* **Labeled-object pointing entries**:
---
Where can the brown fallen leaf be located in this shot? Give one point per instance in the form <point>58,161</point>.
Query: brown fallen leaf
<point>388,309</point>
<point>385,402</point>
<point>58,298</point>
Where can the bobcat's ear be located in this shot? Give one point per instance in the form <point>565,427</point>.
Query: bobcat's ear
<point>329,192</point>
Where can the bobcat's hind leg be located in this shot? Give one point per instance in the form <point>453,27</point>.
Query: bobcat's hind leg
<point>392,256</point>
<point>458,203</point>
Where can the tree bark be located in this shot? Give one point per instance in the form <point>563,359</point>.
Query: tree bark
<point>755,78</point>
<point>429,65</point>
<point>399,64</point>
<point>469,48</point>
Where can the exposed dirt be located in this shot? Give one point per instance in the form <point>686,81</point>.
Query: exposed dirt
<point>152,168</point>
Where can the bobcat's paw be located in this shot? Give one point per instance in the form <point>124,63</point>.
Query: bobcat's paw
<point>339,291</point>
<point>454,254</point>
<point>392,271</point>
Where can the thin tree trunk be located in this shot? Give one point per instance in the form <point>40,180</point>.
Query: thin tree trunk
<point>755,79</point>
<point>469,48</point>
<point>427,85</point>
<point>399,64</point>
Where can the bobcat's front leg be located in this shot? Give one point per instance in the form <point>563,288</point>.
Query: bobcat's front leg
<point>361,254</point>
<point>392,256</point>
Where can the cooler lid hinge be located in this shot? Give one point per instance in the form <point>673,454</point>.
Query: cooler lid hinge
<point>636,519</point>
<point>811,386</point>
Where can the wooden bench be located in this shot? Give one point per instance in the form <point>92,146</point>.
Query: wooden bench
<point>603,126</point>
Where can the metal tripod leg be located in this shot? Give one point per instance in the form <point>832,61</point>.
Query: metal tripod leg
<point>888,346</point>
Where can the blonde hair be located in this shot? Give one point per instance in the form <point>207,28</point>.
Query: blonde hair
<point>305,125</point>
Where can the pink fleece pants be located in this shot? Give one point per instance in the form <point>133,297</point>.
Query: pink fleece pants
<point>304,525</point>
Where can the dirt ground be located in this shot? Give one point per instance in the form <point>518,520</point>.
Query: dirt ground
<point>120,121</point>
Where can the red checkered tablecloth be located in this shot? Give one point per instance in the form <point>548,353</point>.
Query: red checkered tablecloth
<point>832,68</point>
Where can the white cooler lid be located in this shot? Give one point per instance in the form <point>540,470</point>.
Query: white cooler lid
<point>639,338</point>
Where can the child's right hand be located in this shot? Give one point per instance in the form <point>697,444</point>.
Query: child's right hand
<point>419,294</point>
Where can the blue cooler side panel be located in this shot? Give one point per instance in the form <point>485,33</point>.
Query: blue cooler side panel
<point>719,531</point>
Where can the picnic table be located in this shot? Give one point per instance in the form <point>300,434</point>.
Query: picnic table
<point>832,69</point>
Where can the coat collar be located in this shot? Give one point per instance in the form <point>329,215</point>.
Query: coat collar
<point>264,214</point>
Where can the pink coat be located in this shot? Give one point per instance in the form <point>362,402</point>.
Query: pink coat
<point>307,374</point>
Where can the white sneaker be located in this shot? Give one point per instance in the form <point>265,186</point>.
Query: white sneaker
---
* **WHAT IS EXPECTED**:
Return all of the records above line for line, with no changes.

* **RESPONSE TO THIS EXERCISE**:
Where can the brown fallen leaf be located in this shot? Give one point per instance in the form <point>58,161</point>.
Query: brown fallen leaf
<point>388,309</point>
<point>385,402</point>
<point>58,298</point>
Where can the bobcat's ear be located in this shot? Give one point per instance in the form <point>565,427</point>.
Query: bobcat's ear
<point>329,192</point>
Where can the bobcat's hind leg be located in this shot? Give one point per instance in the form <point>453,27</point>.
Query: bobcat's hind leg
<point>392,256</point>
<point>458,203</point>
Where can the tree bark be located in this shot? Give one point per instance in the form <point>563,359</point>.
Query: tree bark
<point>755,78</point>
<point>429,65</point>
<point>399,64</point>
<point>469,48</point>
Where can the exposed dirt be located in this shot? Give one point per instance in the form <point>686,81</point>.
Query: exposed dirt
<point>152,168</point>
Where can the bobcat's paw be located in this shot? Give one point per instance in the form <point>124,63</point>.
Query: bobcat's paw
<point>339,291</point>
<point>454,254</point>
<point>392,271</point>
Where can the thin tree trunk be located in this shot? Give one point per instance in the form <point>40,180</point>.
Query: thin tree trunk
<point>755,79</point>
<point>469,48</point>
<point>427,85</point>
<point>399,64</point>
Where can the bobcat's front leg be located in this shot? Give one point per instance in the form <point>563,288</point>.
Query: bobcat's front leg
<point>361,254</point>
<point>392,256</point>
Where can the cooler lid hinge be located in this shot? Give one point per instance in the form <point>673,454</point>.
Query: cooler lid hinge
<point>636,519</point>
<point>811,386</point>
Where can the wooden bench be located in this shot? Give one point per instance in the form <point>92,146</point>.
Query: wooden bench
<point>603,126</point>
Where can the metal tripod leg be located in this shot? Give one point per instance in the form <point>832,61</point>.
Query: metal tripod leg
<point>888,346</point>
Where can the blonde hair be located in this shot? Give one point per instance in the form <point>207,28</point>.
Query: blonde hair
<point>305,125</point>
Where can the pink fleece pants be located in this shot? Give one point per instance in the form <point>133,297</point>.
Query: pink fleece pants
<point>304,525</point>
Where can the dirt ground be located in this shot? Give one point per instance in the form <point>518,520</point>.
Query: dirt ground
<point>120,121</point>
Where can the red checkered tablecloth be located in this shot? Give one point per instance in the form <point>548,353</point>.
Query: red checkered tablecloth
<point>832,68</point>
Where can the white cooler lid be located in this shot? Give one point per instance in the form <point>540,470</point>.
Query: white cooler lid
<point>639,338</point>
Where can the child's right hand be located in this shot? Give one point per instance in the form <point>697,444</point>.
Query: child's right hand
<point>419,294</point>
Where can the blue cooler side panel be located in this shot? Give one point per instance in the form <point>485,33</point>.
Query: blue cooler side panel
<point>719,531</point>
Where can the picnic table be located in this shot? Give one point per instance in the form <point>300,434</point>.
Query: picnic table
<point>832,69</point>
Where can the coat collar be located in this shot? Give one point per instance in the form <point>329,215</point>.
Query: coat collar
<point>264,214</point>
Where can the pink coat be located in this shot? Give one point per instance in the form <point>362,402</point>.
Query: pink coat
<point>307,374</point>
Where can the white sneaker be located in this shot? Give one point per instance in the form <point>265,186</point>.
Query: white sneaker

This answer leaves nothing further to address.